## SET PROBLEM
Which lines in the rows below contain the word "stone"? Copy each of them in full, matching case exactly.

─── WORKING DATA

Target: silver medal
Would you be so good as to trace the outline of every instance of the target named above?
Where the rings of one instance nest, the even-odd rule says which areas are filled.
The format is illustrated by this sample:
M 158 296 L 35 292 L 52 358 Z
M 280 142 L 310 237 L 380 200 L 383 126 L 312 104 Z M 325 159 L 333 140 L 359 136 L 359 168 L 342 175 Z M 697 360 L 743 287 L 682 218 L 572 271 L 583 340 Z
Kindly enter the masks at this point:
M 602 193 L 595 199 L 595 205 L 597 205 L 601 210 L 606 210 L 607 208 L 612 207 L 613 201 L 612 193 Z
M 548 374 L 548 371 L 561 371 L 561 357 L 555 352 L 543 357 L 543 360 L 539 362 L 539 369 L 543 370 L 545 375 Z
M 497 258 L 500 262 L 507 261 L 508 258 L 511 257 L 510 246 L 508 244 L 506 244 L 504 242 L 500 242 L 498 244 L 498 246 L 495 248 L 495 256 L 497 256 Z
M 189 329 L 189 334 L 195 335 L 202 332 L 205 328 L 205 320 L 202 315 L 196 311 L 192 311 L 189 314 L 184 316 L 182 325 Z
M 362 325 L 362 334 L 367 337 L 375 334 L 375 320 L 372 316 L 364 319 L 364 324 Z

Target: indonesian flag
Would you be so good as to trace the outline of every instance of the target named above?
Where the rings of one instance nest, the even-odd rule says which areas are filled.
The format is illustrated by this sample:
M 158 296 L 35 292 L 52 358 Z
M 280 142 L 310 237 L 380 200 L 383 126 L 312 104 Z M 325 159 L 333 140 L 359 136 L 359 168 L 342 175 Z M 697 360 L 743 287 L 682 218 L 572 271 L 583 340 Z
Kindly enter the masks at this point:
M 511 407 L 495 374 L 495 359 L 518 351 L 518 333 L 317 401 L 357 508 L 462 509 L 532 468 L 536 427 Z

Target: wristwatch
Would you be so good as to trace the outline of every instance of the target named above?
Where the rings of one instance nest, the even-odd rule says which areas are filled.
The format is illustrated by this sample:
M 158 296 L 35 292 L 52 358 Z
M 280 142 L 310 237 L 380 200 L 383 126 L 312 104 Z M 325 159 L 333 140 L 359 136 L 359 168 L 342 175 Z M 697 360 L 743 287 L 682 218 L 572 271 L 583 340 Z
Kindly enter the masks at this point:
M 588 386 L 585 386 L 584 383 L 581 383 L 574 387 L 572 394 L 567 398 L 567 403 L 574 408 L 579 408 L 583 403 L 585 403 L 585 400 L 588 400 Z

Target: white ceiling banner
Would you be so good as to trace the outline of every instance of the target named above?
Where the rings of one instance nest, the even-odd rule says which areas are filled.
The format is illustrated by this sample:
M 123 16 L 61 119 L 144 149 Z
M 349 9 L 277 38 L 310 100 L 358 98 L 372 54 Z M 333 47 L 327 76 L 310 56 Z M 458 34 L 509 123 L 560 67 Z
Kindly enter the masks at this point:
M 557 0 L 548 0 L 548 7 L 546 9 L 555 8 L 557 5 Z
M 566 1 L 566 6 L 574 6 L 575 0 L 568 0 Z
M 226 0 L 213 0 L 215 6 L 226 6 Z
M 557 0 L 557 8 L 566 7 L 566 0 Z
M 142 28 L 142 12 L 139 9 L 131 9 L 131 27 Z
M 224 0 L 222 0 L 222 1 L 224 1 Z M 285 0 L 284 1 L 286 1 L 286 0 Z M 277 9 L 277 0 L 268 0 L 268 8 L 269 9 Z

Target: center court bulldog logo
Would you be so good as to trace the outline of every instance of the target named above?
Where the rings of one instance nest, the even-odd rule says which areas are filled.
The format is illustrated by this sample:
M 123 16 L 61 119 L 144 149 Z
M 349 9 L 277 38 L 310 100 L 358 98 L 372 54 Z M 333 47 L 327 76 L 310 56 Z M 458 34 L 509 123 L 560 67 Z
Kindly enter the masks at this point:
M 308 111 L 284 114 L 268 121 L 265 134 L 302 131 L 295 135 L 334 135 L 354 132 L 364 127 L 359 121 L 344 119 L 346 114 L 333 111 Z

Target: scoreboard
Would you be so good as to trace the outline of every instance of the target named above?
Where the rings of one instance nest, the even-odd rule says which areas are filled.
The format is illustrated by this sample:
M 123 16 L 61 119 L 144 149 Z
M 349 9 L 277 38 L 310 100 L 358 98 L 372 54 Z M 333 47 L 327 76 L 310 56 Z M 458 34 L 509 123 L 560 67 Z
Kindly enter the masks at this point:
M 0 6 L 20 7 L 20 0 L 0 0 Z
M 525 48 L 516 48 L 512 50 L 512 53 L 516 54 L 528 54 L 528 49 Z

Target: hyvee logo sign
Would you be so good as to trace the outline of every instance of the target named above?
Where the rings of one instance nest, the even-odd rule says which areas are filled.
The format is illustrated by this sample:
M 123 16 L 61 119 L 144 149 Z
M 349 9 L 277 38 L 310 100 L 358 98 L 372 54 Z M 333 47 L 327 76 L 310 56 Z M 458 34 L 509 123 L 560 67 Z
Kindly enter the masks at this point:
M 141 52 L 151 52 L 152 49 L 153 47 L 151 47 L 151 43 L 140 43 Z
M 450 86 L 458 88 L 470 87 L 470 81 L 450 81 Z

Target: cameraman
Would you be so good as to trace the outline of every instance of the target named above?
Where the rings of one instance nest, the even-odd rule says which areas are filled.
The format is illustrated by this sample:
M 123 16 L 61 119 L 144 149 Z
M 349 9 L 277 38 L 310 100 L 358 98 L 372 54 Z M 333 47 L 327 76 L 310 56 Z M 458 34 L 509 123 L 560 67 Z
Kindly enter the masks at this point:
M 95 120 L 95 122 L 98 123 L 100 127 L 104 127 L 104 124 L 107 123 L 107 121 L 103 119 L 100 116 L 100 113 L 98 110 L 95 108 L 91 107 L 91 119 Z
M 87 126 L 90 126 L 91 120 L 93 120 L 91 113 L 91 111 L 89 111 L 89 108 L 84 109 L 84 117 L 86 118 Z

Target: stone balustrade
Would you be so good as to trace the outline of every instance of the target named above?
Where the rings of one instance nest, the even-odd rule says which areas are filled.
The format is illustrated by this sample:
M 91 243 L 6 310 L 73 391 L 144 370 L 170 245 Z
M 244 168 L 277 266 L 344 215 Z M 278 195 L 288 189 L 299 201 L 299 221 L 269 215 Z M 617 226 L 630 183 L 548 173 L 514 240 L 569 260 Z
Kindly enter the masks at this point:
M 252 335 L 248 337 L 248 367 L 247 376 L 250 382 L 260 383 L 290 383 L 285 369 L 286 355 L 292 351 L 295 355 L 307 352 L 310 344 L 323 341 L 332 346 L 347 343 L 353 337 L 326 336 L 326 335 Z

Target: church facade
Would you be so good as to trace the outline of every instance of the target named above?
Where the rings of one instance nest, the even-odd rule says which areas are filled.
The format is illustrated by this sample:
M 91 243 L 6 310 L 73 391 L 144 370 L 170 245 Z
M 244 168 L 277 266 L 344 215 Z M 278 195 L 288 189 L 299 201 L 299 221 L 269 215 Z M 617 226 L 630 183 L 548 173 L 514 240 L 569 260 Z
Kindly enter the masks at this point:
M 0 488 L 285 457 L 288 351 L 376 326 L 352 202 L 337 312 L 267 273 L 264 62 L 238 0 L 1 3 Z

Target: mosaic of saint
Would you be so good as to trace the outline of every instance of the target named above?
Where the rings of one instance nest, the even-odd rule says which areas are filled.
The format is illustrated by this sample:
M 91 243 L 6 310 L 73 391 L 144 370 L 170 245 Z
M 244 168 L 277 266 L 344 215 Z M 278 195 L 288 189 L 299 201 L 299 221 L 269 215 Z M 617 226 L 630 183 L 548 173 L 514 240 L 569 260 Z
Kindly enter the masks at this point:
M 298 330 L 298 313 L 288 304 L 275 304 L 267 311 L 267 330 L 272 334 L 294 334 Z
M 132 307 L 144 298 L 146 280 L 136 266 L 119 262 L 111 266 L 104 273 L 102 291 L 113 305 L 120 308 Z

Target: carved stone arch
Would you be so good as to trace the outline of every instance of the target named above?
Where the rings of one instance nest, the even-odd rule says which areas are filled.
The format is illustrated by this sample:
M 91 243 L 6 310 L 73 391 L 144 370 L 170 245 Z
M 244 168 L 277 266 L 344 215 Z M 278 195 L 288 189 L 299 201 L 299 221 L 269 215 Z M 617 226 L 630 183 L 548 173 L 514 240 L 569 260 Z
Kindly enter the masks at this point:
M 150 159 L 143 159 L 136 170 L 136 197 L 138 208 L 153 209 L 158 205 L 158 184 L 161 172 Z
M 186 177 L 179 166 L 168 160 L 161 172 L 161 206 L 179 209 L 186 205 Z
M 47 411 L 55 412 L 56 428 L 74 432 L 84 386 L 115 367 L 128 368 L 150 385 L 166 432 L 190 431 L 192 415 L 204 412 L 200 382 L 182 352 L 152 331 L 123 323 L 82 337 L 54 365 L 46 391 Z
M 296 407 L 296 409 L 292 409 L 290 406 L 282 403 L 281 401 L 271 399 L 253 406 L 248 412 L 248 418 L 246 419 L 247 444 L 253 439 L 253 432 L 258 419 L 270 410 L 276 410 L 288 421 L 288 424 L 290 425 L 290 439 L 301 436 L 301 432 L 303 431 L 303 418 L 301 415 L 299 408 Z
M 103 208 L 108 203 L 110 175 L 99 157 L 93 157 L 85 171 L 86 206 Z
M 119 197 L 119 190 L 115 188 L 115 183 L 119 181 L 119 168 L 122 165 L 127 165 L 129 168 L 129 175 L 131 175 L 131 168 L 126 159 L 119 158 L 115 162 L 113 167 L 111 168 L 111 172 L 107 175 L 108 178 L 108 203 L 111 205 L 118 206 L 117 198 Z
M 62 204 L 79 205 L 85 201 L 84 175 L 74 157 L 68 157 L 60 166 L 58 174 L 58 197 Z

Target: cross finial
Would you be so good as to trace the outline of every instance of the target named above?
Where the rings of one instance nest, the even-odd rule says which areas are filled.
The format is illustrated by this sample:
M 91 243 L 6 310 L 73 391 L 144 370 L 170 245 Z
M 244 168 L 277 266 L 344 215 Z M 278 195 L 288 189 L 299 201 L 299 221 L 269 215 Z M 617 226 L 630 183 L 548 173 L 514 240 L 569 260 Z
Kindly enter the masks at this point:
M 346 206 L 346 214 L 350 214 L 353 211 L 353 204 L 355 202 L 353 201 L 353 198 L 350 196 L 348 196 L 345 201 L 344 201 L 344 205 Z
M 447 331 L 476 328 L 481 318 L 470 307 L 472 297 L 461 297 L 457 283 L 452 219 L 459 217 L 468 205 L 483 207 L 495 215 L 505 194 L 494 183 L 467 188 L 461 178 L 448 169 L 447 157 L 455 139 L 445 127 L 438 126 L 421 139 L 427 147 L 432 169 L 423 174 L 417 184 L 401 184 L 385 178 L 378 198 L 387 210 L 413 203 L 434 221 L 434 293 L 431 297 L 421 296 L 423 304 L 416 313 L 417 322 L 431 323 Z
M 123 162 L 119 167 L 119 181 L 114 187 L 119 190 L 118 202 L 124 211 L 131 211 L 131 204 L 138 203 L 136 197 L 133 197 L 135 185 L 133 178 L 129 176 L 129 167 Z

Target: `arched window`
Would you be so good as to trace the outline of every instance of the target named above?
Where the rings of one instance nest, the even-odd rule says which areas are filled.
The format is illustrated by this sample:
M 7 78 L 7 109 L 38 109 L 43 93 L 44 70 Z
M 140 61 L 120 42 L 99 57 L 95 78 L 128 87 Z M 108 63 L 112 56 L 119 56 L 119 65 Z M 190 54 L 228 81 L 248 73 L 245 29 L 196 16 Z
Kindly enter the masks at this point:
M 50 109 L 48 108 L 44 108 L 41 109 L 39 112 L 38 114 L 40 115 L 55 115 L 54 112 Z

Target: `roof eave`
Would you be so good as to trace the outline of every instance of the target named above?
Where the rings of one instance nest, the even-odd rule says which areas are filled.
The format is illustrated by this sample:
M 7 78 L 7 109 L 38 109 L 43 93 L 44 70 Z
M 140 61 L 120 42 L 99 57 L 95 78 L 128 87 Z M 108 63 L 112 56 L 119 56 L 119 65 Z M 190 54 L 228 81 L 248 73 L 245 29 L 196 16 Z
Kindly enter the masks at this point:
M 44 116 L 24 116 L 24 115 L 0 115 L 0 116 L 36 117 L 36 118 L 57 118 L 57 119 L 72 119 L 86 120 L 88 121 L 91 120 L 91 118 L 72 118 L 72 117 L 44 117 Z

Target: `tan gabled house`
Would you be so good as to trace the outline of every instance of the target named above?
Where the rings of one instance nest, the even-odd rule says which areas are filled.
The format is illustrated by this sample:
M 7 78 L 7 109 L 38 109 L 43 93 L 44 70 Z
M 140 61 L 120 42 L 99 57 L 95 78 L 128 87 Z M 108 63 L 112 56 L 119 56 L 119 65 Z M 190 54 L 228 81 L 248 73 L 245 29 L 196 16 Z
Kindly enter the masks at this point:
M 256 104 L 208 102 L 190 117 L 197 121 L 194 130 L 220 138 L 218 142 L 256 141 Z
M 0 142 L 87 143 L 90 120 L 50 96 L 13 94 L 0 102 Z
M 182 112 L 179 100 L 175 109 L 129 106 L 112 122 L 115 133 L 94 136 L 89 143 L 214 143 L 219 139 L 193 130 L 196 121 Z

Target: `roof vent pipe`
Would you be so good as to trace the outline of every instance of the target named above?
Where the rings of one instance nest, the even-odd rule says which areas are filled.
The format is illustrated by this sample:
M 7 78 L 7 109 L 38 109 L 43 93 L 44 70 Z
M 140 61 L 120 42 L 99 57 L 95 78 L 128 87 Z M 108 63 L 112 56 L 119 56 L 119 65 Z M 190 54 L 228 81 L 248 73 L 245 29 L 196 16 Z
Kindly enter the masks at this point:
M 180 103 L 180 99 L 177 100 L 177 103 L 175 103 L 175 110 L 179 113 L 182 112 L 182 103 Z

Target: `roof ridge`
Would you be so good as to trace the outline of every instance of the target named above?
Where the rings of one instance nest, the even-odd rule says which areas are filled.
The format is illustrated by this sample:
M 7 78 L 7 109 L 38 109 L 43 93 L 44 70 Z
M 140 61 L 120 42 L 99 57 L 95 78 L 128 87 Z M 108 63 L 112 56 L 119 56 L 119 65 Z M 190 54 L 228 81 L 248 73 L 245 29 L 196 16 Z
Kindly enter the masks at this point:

──────

## REPLY
Target: stone balustrade
Target: carved stone arch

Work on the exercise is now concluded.